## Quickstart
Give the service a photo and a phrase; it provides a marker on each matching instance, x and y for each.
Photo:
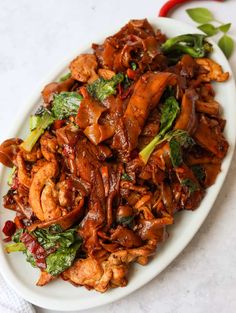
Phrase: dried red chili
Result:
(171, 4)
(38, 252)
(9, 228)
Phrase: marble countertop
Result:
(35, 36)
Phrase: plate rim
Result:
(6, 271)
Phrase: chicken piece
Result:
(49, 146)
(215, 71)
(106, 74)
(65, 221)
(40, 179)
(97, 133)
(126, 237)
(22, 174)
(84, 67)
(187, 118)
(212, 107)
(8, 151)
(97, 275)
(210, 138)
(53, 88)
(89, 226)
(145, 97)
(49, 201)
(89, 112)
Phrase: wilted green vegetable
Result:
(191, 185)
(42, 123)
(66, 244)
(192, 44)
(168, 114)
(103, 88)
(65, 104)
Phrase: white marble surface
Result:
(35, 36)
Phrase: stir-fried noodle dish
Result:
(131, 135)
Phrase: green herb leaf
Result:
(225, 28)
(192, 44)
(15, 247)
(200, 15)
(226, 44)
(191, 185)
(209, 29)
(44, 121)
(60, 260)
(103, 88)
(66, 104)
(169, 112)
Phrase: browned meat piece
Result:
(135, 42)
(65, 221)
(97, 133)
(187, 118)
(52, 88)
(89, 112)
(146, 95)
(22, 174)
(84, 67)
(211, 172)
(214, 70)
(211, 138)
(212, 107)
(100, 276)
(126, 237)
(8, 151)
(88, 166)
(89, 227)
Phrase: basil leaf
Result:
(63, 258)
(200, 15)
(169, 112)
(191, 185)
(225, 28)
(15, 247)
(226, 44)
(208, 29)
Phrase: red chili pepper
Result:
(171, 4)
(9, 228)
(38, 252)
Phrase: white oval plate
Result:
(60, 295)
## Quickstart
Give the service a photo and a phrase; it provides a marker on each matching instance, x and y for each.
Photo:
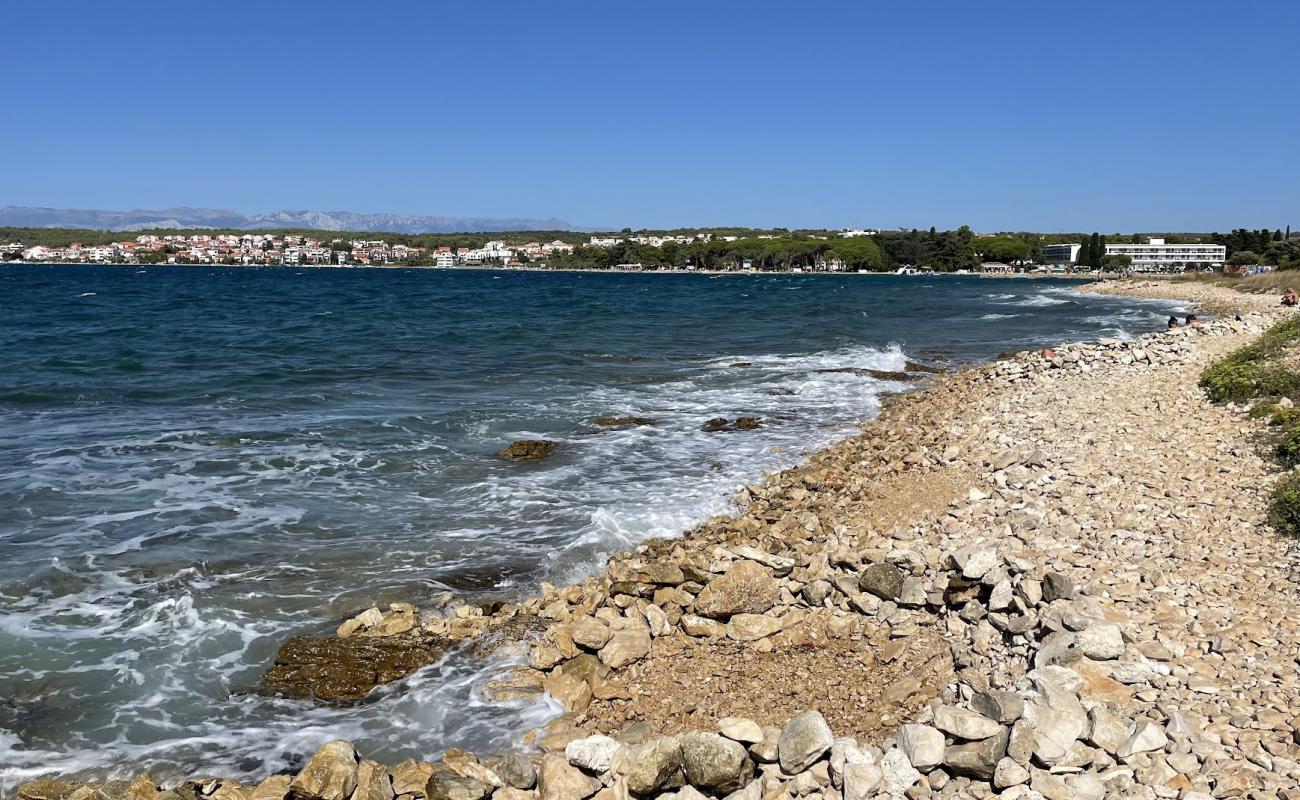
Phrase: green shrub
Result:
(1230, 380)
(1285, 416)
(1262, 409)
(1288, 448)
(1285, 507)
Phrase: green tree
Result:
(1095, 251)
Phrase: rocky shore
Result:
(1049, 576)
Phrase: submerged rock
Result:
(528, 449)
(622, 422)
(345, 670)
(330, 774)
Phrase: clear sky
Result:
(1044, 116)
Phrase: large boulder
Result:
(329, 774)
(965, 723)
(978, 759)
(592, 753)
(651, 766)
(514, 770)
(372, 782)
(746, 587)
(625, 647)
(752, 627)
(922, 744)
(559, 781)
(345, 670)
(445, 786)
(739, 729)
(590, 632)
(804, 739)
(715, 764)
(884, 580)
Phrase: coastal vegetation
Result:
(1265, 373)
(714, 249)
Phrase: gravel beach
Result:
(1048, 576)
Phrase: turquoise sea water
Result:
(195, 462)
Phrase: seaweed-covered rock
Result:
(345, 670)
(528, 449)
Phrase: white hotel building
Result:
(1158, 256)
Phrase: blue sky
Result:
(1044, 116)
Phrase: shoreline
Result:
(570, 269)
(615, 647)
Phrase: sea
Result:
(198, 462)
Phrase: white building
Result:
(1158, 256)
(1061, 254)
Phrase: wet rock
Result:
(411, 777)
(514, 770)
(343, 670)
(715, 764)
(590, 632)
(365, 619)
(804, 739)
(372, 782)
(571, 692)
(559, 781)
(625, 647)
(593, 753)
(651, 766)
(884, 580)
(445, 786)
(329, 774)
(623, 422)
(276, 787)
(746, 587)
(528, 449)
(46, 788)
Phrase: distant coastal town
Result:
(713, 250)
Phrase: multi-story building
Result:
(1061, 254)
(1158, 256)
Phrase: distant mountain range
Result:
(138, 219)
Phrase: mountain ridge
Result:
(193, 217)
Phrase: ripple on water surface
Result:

--------------------------------

Objective> Copy everything from the row containing "Phrase: wet rock" down to the end of the rows, including both ends and the phrase lines, and multiply each coordinate in the results by 2.3, rounding to whole numbers with halves rounded up.

Solution for this exercise>
Phrase: wet rock
Result:
(945, 1787)
(1182, 1771)
(789, 1541)
(1645, 1757)
(1357, 1454)
(840, 1424)
(1849, 1700)
(856, 1799)
(1313, 1592)
(1286, 1796)
(1438, 1488)
(1364, 1732)
(1497, 1762)
(2033, 1334)
(1024, 1808)
(757, 1780)
(1433, 971)
(635, 1810)
(1716, 1350)
(1214, 1033)
(106, 1812)
Phrase: distant coastal town
Result:
(1640, 575)
Phrase: multi-story building
Result:
(2440, 584)
(2663, 589)
Phrase: distant mountain range
Result:
(317, 504)
Phrase: mountain ridge
Result:
(444, 499)
Phrase: ripple on water surface
Result:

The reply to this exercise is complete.